Please transcribe the material below line for line, without any changes.
[Begin The input]
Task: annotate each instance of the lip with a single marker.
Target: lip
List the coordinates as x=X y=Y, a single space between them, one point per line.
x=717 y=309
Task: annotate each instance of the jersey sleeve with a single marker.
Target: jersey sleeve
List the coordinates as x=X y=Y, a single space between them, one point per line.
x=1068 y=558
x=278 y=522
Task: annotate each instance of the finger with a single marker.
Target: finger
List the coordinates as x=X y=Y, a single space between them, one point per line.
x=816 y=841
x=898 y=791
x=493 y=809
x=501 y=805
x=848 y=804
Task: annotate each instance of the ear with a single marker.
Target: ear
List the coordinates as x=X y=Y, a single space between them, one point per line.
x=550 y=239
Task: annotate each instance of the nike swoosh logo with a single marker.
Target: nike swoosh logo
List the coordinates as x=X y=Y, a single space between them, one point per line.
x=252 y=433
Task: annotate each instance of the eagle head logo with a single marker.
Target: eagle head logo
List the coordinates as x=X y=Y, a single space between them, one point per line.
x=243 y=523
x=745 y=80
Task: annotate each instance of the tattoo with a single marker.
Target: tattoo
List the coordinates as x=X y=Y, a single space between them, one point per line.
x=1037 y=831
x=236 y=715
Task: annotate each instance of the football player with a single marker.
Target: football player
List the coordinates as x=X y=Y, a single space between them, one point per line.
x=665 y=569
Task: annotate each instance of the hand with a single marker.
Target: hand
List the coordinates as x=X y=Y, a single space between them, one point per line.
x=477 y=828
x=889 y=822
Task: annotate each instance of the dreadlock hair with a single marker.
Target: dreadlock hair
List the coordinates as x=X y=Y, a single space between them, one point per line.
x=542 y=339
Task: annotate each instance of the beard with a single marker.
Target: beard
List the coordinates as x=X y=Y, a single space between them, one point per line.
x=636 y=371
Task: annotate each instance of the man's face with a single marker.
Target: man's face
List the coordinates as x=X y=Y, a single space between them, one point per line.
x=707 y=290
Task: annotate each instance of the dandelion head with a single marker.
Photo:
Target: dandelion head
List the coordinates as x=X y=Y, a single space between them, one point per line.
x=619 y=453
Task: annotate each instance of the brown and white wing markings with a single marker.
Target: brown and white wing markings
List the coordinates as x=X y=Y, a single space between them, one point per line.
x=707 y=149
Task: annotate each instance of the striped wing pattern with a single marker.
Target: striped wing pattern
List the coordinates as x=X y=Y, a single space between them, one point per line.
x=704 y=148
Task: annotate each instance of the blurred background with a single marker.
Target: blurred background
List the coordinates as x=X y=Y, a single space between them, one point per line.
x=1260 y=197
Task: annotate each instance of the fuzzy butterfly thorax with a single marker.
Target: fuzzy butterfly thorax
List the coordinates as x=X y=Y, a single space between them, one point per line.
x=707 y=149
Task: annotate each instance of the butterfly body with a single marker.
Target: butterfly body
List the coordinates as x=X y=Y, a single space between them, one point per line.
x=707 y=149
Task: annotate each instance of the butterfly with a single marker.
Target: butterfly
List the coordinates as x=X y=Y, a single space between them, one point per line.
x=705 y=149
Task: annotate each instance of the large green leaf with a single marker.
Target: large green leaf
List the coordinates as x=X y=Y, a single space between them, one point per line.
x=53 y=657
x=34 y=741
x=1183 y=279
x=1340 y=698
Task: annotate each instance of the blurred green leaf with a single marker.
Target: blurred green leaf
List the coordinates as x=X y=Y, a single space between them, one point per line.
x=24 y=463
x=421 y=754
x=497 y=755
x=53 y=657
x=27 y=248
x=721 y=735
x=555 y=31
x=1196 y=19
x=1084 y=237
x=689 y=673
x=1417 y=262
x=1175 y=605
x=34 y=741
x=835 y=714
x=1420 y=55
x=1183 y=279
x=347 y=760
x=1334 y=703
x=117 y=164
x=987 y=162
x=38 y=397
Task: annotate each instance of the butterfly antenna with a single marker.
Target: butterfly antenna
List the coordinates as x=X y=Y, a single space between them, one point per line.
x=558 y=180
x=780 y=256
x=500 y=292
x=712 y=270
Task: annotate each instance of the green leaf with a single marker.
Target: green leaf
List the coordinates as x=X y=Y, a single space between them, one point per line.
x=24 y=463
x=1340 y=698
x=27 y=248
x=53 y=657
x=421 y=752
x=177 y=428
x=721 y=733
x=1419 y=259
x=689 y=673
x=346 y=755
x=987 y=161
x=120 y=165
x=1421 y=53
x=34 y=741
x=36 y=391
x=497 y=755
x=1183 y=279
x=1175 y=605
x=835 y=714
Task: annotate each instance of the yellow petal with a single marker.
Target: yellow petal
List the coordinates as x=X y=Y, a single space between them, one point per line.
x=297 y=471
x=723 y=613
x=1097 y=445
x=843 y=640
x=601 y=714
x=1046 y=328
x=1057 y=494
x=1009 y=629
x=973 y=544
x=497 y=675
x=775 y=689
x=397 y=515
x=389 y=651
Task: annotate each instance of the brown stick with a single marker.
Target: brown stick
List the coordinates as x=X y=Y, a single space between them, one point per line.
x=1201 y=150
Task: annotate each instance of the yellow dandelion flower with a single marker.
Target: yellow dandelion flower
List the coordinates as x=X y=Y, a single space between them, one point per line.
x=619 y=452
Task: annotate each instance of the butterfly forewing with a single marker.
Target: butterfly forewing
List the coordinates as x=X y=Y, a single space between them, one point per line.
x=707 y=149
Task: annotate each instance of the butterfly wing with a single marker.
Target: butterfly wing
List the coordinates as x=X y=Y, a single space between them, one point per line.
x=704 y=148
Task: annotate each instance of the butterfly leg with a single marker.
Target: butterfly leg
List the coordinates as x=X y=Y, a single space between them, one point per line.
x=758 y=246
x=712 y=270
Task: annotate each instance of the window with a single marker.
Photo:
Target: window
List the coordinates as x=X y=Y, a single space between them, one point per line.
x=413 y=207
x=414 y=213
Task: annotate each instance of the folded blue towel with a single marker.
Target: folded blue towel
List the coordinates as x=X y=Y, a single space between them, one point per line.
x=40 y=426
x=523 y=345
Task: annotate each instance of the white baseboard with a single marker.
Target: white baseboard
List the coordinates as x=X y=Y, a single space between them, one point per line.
[End The input]
_Correct result_
Task: annotate each instance of the lip with a single marker.
Target: lip
List the coordinates as x=X y=Y, a single space between them, one point per line.
x=717 y=309
Task: annotate each instance of the jersey sleeve with a single marker.
Target: jersey sleeve
List the coordinates as x=X y=Y, a single space between them, one point per line.
x=1068 y=558
x=278 y=522
Task: annotate each instance of the finger with a single marker.
Target: finger
List the coordinates as x=X y=Y, a single space between them, one point per line.
x=816 y=841
x=898 y=791
x=493 y=809
x=501 y=805
x=848 y=804
Task: annotate each instance of the ear with a single marker.
Target: ear
List the coordinates as x=X y=Y, a single space between them, one point per line.
x=550 y=239
Task: annotate each instance of the nike swoosh logo with a single marker.
Target: nike swoosh logo
List the coordinates as x=X y=Y, a single space between them, one point per line.
x=252 y=433
Task: annotate each instance of the eagle head logo with a single marker.
Target: eagle head logo
List the coordinates as x=X y=Y, a single space between them, one point per line.
x=243 y=523
x=745 y=80
Task: annotate each instance of the tattoo with a single marker.
Target: tattoo
List the coordinates as x=X y=Y, a single space between them, one point per line.
x=1037 y=831
x=236 y=715
Task: annotate each instance of the football player with a single marker.
Target: football player
List the coordinates as x=X y=Y, a single space between them, one point per line.
x=665 y=569
Task: annotate each instance of the hand with a single marker.
Target: hand
List the coordinates as x=X y=Y, a single space between them, one point per line.
x=477 y=828
x=889 y=822
Task: annotate each instance of the dreadlock hair with a single marker.
Target: dreadlock hair
List the coordinates as x=X y=Y, a single space between them, one point per line.
x=542 y=339
Task: annotate each instance of the beard with a single marker.
Target: beard
List the coordinates as x=X y=Y, a single space between them, one point per line.
x=636 y=371
Task: annotate each instance of the man's face with a single marker.
Target: man's face
List the coordinates as x=X y=Y, a single space between them, one point per line.
x=707 y=290
Task: annotate each instance of the dandelion head with a single marker.
Photo:
Target: dandelion head
List the coordinates as x=X y=Y, a single space between them, one point per line.
x=619 y=453
Task: annotate each instance of the brown and white wing markings with a single marker.
Target: brown and white wing markings
List the coordinates as x=X y=Y, a single space between them, one point per line.
x=707 y=149
Task: annotate each instance of the striped wing pattern with a single marker.
Target: striped wing pattern
List the coordinates as x=X y=Y, a single space between them, one point per line.
x=704 y=148
Task: annotate each instance of the blurred background with a single marker.
Target: blurred background
List the coordinates as x=X y=Y, a single space between them, one point per line.
x=1260 y=197
Task: annotate each instance of the fuzzy butterfly thorax with a single marker.
Target: fuzzy butterfly thorax
List the coordinates as x=X y=Y, a single space between them, one point per line.
x=707 y=149
Task: annotate each instance of the butterfly body with a single marker.
Target: butterfly body
List the coordinates as x=X y=Y, a single space between them, one point per line.
x=707 y=149
Task: annotate each instance of the butterfly with a single marker.
Target: butterfly
List the coordinates as x=X y=Y, a single space between them, one point per line.
x=705 y=149
Task: annotate each instance of the large green leaf with a single marker.
Target: large green leaf
List the coordinates as x=X y=Y, a single space between them, one point per line.
x=53 y=657
x=34 y=741
x=1183 y=279
x=1340 y=698
Task: annotate each instance of the blurred green leaf with a single marker.
Target: blurred green leaf
List the coordinates as x=X y=Y, a single space between them, one point per line.
x=24 y=463
x=421 y=754
x=497 y=755
x=53 y=657
x=27 y=248
x=721 y=735
x=555 y=31
x=1196 y=19
x=1084 y=237
x=689 y=673
x=1417 y=262
x=1175 y=605
x=34 y=741
x=835 y=714
x=1420 y=55
x=1183 y=279
x=347 y=760
x=1334 y=703
x=117 y=164
x=987 y=162
x=38 y=397
Task: annotate each instance of the butterfly antenna with a single marker.
Target: butterfly antenna
List the coordinates as x=X y=Y, a single space between them, one point per line.
x=558 y=180
x=780 y=256
x=500 y=292
x=712 y=270
Task: annotate each instance of the green leaf with a single marker.
Target: green leaf
List the coordinates as x=X y=Y, a single space between them, one point per line.
x=24 y=463
x=1340 y=698
x=27 y=248
x=53 y=657
x=421 y=752
x=177 y=428
x=721 y=733
x=1419 y=259
x=689 y=673
x=346 y=755
x=987 y=161
x=120 y=165
x=1421 y=53
x=34 y=741
x=36 y=391
x=497 y=755
x=1183 y=279
x=1175 y=605
x=835 y=714
Task: annotate each instance of the yellow petal with a single marker.
Target: yellow petal
List the coordinates as x=X y=Y, a single space between them, one point per line.
x=297 y=471
x=723 y=613
x=1097 y=445
x=843 y=640
x=601 y=714
x=1046 y=328
x=1057 y=494
x=1009 y=629
x=973 y=544
x=497 y=675
x=775 y=689
x=397 y=515
x=389 y=651
Task: annotate each instance of the brown stick with a single marker.
Target: brown stick
List the coordinates as x=X y=Y, a single space between them, one point per line.
x=1201 y=150
Task: annotate each instance of the yellow dandelion flower with a single marker.
Target: yellow dandelion flower
List the coordinates as x=X y=Y, a single space between them, one point per line.
x=619 y=452
Task: annotate each instance of the butterfly forewing with a single marker.
Target: butterfly forewing
List the coordinates as x=X y=Y, a single space between them, one point per line.
x=707 y=149
Task: annotate each instance of the butterfly wing with a single marker.
Target: butterfly wing
List the coordinates as x=X y=Y, a single space between them, one point per line.
x=704 y=148
Task: annotate each instance of the butterfly leg with a single marker.
Target: butterfly leg
List the coordinates as x=X y=Y, a single space between them, one point per line.
x=758 y=246
x=712 y=270
Task: annotate each instance of the window with a single marker.
Photo:
Target: window
List the coordinates as x=X y=Y, a single space between them, one point per line.
x=413 y=207
x=414 y=213
Task: annotate each instance of the folded blue towel with a single marker.
Target: folded blue towel
List the coordinates as x=X y=Y, a single space between them, one point per line.
x=40 y=426
x=523 y=345
Task: annotate each instance of the white baseboard with a single marker.
Target: white baseboard
List the coordinates as x=X y=Y, a single space between them, one point per line.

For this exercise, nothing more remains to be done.